▸ **TEXTO PRESENTADO**
+---+

Y no hay violencia que se ejecute sin resistencia. Desde el sur, como los sonidos hondos que anuncian la tormenta, las voces que gritan “no” vuelan y se hacen hielo amenazante en el frío patagón. Las gargantas metaleras se suman a ese coro que canta de pie y en lenguas nativas. Aonikenk, Werken, Kelenkén, Tehuelche, Awkan son los nombres de algunas de las bandas de metal pesado que vienen desde el sur. La identidad metalera en el territorio austral no se define tan solo por el cuero, la distorsión de sus guitarras o el doble bombo. Su mensaje está hecho de una denuncia tenaz que hace canción la trágica historia del continente y que encuentra en la matanza encabezada por Roca un núcleo central de identificación. “Pero ¿cuánta injusticia debe el indio aguantar? / ayer lo esclavizaron y hoy lo quieren matar” (“Sangre india”, Plegaria al sur, 2010), canta Werken; “Como todos ustedes saben la triste historia acontecida / por este estado genocida” (“Kalfucurá”, Awkan, 2016) enfatiza sobre un fondo distorsionado Awkan; “Herencia de violencia, que dejó, la conquista de esta tierra / Herencia de pobreza, se robaron las riquezas / Herencia de demencia, que condena nuestra existencia” (“Herencia”, Aoni Kostén, 2015), grita Kelenkén. La estética de sus discos o las imágenes de sus videoclips complementan su poética y hacen sistema con ella.
Hay en el metal patagónico leyendas mapuches y sonidos tradicionales de los pueblos del sur y homenajes a poetas y cantantes. Y hay moto y ruta. Y hay paisaje y un mensaje inoxidable de resistencia y combate: “de la montaña al gran desierto hoy somos hijos dispersos / luchando por nuestros derechos ni el más bravo nos hace callar” (“Marrichiwew”, Aoni Kostén, Kelenkén, 2012). El metal patagónico es un territorio soberano en el mapa del metal rabioso argento. De él se apropian sonidos y una reivindicación nacional que caracterizan a la movida pesada de nuestro país “porque mi sangre aún sigue viva / porque argentino no fue Roca en la campaña del desierto” (“De mi pensar”, Aonikenk, 2005). Discusión en acto: ¿quién se arroga la capacidad de definir, de trazarle un límite a una ficción tan imprecisa como lo es una nacionalidad?

+---+

▸ **ENTRADAS ENUMERADAS**

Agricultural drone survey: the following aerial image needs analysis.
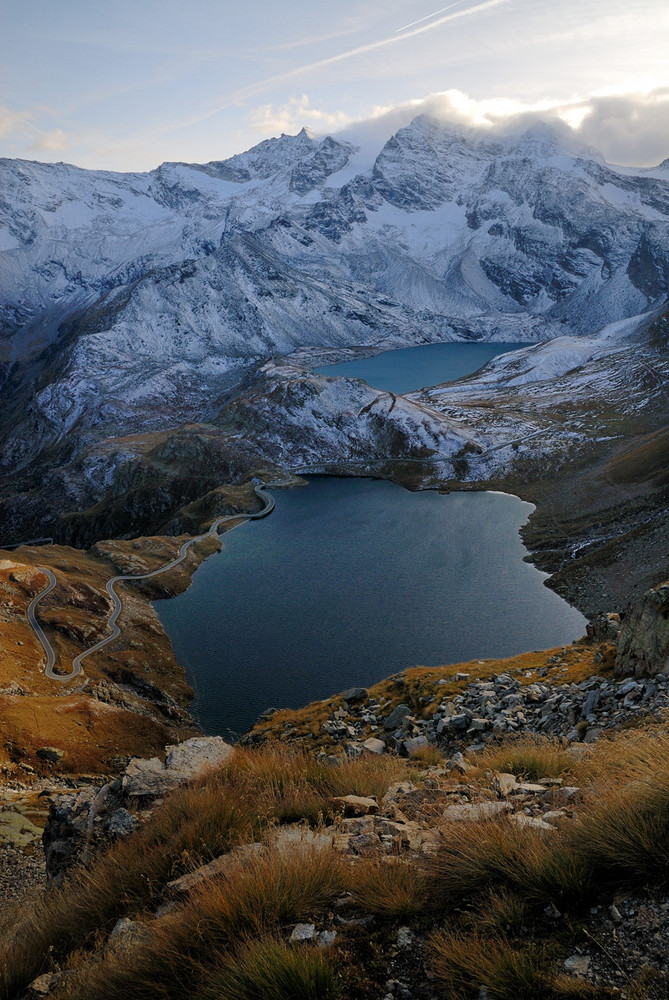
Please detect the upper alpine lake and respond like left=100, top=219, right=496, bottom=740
left=155, top=477, right=585, bottom=737
left=314, top=341, right=528, bottom=394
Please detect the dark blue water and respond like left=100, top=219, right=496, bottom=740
left=314, top=343, right=527, bottom=393
left=155, top=478, right=585, bottom=736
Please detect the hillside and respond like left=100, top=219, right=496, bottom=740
left=0, top=600, right=669, bottom=1000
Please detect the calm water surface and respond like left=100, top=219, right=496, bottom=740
left=314, top=343, right=527, bottom=393
left=155, top=478, right=585, bottom=736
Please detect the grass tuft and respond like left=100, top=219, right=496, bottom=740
left=198, top=937, right=341, bottom=1000
left=346, top=857, right=424, bottom=917
left=432, top=931, right=598, bottom=1000
left=56, top=845, right=343, bottom=1000
left=472, top=737, right=580, bottom=781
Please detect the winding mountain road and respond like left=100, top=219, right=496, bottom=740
left=27, top=484, right=275, bottom=682
left=26, top=566, right=58, bottom=677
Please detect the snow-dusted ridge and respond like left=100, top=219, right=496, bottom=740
left=0, top=116, right=669, bottom=552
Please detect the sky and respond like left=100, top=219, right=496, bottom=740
left=0, top=0, right=669, bottom=171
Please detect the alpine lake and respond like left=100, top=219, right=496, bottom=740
left=155, top=344, right=585, bottom=739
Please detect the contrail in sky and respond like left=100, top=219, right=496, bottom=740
left=395, top=0, right=464, bottom=34
left=131, top=0, right=509, bottom=141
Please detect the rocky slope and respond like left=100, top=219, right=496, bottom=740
left=0, top=600, right=669, bottom=1000
left=0, top=118, right=669, bottom=530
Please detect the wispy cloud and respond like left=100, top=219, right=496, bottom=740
left=0, top=104, right=33, bottom=138
left=395, top=0, right=464, bottom=34
left=130, top=0, right=511, bottom=139
left=250, top=94, right=351, bottom=135
left=30, top=128, right=69, bottom=153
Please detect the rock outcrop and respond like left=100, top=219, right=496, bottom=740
left=42, top=736, right=233, bottom=884
left=616, top=580, right=669, bottom=677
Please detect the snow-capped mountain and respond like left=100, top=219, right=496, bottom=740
left=0, top=117, right=669, bottom=552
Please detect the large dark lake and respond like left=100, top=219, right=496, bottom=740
left=314, top=342, right=527, bottom=393
left=156, top=478, right=585, bottom=736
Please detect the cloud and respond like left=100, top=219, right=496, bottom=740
left=30, top=128, right=69, bottom=153
left=250, top=94, right=351, bottom=135
left=332, top=87, right=669, bottom=167
left=0, top=104, right=32, bottom=138
left=576, top=87, right=669, bottom=166
left=137, top=0, right=511, bottom=140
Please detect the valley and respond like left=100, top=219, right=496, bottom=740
left=0, top=116, right=669, bottom=820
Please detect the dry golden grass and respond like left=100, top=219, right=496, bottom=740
left=432, top=931, right=601, bottom=1000
left=345, top=857, right=425, bottom=917
left=59, top=847, right=342, bottom=1000
left=0, top=778, right=250, bottom=997
left=197, top=937, right=341, bottom=1000
left=0, top=747, right=405, bottom=997
left=471, top=736, right=585, bottom=781
left=227, top=744, right=406, bottom=822
left=254, top=642, right=615, bottom=747
left=423, top=819, right=591, bottom=913
left=572, top=766, right=669, bottom=889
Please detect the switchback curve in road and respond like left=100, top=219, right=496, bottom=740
left=26, top=566, right=58, bottom=678
left=27, top=484, right=275, bottom=682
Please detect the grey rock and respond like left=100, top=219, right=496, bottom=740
left=107, top=806, right=140, bottom=837
left=383, top=705, right=411, bottom=732
left=341, top=688, right=368, bottom=704
left=288, top=924, right=316, bottom=944
left=564, top=955, right=591, bottom=976
left=615, top=581, right=669, bottom=677
left=35, top=747, right=65, bottom=764
left=122, top=736, right=233, bottom=798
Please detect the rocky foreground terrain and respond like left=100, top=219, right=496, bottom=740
left=0, top=584, right=669, bottom=1000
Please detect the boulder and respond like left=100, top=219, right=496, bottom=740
left=332, top=795, right=379, bottom=816
left=122, top=736, right=233, bottom=798
left=615, top=580, right=669, bottom=677
left=383, top=705, right=411, bottom=733
left=490, top=771, right=518, bottom=798
left=442, top=802, right=511, bottom=823
left=35, top=747, right=65, bottom=764
left=167, top=843, right=263, bottom=896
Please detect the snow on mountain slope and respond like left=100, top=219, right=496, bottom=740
left=0, top=117, right=669, bottom=488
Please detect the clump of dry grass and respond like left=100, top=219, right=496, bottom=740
left=345, top=857, right=425, bottom=917
left=0, top=747, right=404, bottom=997
left=0, top=777, right=254, bottom=998
left=224, top=745, right=406, bottom=824
left=423, top=819, right=590, bottom=912
left=409, top=745, right=444, bottom=767
left=432, top=931, right=598, bottom=1000
left=63, top=847, right=342, bottom=1000
left=472, top=737, right=584, bottom=781
left=198, top=937, right=341, bottom=1000
left=573, top=766, right=669, bottom=889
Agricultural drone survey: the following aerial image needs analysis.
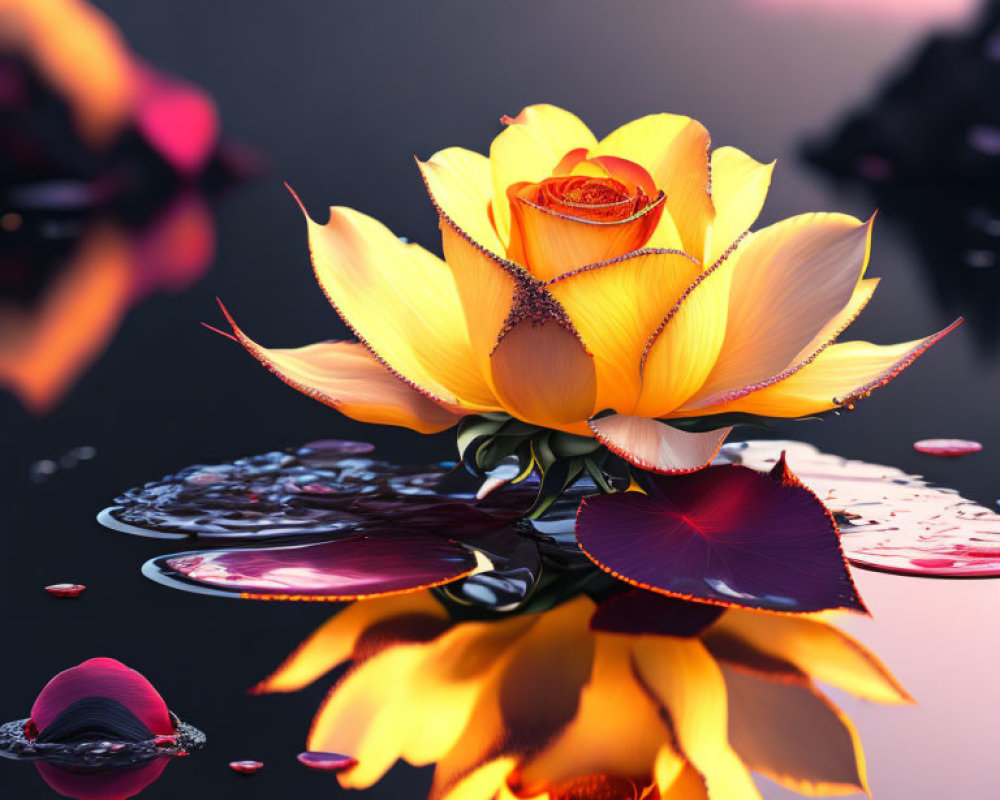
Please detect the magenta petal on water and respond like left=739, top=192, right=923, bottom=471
left=35, top=758, right=170, bottom=800
left=725, top=441, right=1000, bottom=578
left=590, top=589, right=726, bottom=637
left=576, top=466, right=865, bottom=612
left=31, top=658, right=175, bottom=735
left=143, top=530, right=478, bottom=601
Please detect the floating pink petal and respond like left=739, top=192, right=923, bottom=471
left=45, top=583, right=87, bottom=597
left=31, top=658, right=175, bottom=736
left=913, top=439, right=983, bottom=458
left=298, top=752, right=358, bottom=772
left=229, top=761, right=264, bottom=775
left=576, top=464, right=865, bottom=612
left=724, top=441, right=1000, bottom=578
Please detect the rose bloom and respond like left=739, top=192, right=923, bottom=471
left=255, top=593, right=911, bottom=800
left=225, top=105, right=946, bottom=472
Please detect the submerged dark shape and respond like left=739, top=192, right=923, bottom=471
left=0, top=658, right=205, bottom=800
left=805, top=0, right=1000, bottom=353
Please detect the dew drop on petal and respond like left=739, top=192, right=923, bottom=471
left=45, top=583, right=87, bottom=597
left=229, top=761, right=264, bottom=775
left=913, top=439, right=983, bottom=458
left=298, top=752, right=358, bottom=772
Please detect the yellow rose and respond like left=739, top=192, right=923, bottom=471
left=223, top=105, right=950, bottom=472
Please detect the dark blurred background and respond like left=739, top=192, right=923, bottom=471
left=0, top=0, right=1000, bottom=800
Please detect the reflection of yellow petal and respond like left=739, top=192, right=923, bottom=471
left=632, top=636, right=760, bottom=800
left=705, top=147, right=774, bottom=264
left=519, top=635, right=677, bottom=792
left=219, top=314, right=462, bottom=433
left=253, top=592, right=448, bottom=694
left=722, top=667, right=868, bottom=796
left=306, top=199, right=493, bottom=408
left=706, top=608, right=912, bottom=704
left=417, top=147, right=504, bottom=257
left=692, top=322, right=958, bottom=417
left=632, top=234, right=745, bottom=417
left=590, top=114, right=714, bottom=261
left=490, top=104, right=597, bottom=243
left=690, top=214, right=871, bottom=405
left=548, top=251, right=700, bottom=414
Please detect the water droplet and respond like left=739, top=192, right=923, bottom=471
left=913, top=439, right=983, bottom=458
left=45, top=583, right=87, bottom=597
left=298, top=752, right=358, bottom=772
left=229, top=761, right=264, bottom=775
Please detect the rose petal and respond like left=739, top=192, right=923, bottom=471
left=31, top=658, right=174, bottom=735
left=576, top=466, right=864, bottom=612
left=548, top=250, right=701, bottom=414
left=222, top=307, right=461, bottom=433
left=590, top=414, right=732, bottom=474
left=144, top=530, right=479, bottom=601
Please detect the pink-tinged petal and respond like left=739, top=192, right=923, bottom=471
left=35, top=758, right=170, bottom=800
left=31, top=658, right=174, bottom=735
left=722, top=666, right=868, bottom=796
left=688, top=320, right=962, bottom=417
left=590, top=414, right=732, bottom=474
left=590, top=589, right=725, bottom=637
left=417, top=147, right=505, bottom=258
left=490, top=312, right=597, bottom=428
left=576, top=466, right=864, bottom=612
left=733, top=442, right=1000, bottom=578
left=303, top=193, right=497, bottom=410
left=688, top=214, right=874, bottom=406
left=705, top=147, right=774, bottom=263
left=135, top=67, right=219, bottom=177
left=632, top=236, right=749, bottom=417
left=547, top=250, right=701, bottom=414
left=675, top=278, right=879, bottom=416
left=222, top=307, right=461, bottom=433
left=508, top=184, right=664, bottom=281
left=145, top=530, right=479, bottom=601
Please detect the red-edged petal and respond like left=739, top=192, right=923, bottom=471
left=590, top=589, right=725, bottom=637
left=576, top=466, right=865, bottom=612
left=31, top=658, right=174, bottom=735
left=145, top=530, right=479, bottom=601
left=589, top=414, right=732, bottom=474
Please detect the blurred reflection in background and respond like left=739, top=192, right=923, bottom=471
left=255, top=592, right=910, bottom=800
left=0, top=0, right=258, bottom=414
left=806, top=0, right=1000, bottom=355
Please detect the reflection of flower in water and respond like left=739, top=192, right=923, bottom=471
left=256, top=593, right=909, bottom=800
left=0, top=192, right=215, bottom=413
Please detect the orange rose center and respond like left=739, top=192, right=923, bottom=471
left=522, top=175, right=650, bottom=222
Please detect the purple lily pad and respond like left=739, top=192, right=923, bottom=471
left=724, top=441, right=1000, bottom=578
left=576, top=465, right=865, bottom=612
left=143, top=531, right=479, bottom=601
left=590, top=589, right=726, bottom=638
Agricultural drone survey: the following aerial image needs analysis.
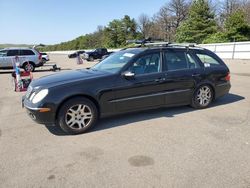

+---+

▸ **APLIQUE LO LEÍDO**
1 > Responda, según el texto sobre el metal patagónico:
(a) ¿Qué banda canta “Sangre india” y en qué disco aparece?
(b) ¿En qué año se publicó “De mi pensar”, de Aonikenk?
(c) ¿A qué canción de Kelenkén pertenece el verso “de la montaña al gran desierto hoy somos hijos dispersos”?
2 > Devuelva el fragmento del texto sobre el metal patagónico que empieza en las palabras “Hay en el metal” y termina después de “es una nacionalidad?”.
3 > Enumere todas las canciones cuyos versos cita el texto sobre el metal patagónico.

▸ **RESPUESTAS**
1 >
(a) Werken, en el disco Plegaria al sur (2010).
(b) En 2005.
(c) A “Marrichiwew”, del disco Aoni Kostén (2012).

2 >
Hay en el metal patagónico leyendas mapuches y sonidos tradicionales de los pueblos del sur y homenajes a poetas y cantantes. Y hay moto y ruta. Y hay paisaje y un mensaje inoxidable de resistencia y combate: “de la montaña al gran desierto hoy somos hijos dispersos / luchando por nuestros derechos ni el más bravo nos hace callar” (“Marrichiwew”, Aoni Kostén, Kelenkén, 2012). El metal patagónico es un territorio soberano en el mapa del metal rabioso argento. De él se apropian sonidos y una reivindicación nacional que caracterizan a la movida pesada de nuestro país “porque mi sangre aún sigue viva / porque argentino no fue Roca en la campaña del desierto” (“De mi pensar”, Aonikenk, 2005). Discusión en acto: ¿quién se arroga la capacidad de definir, de trazarle un límite a una ficción tan imprecisa como lo es una nacionalidad?

3 >
“Sangre india”
“Kalfucurá”
“Herencia”
“Marrichiwew”
“De mi pensar”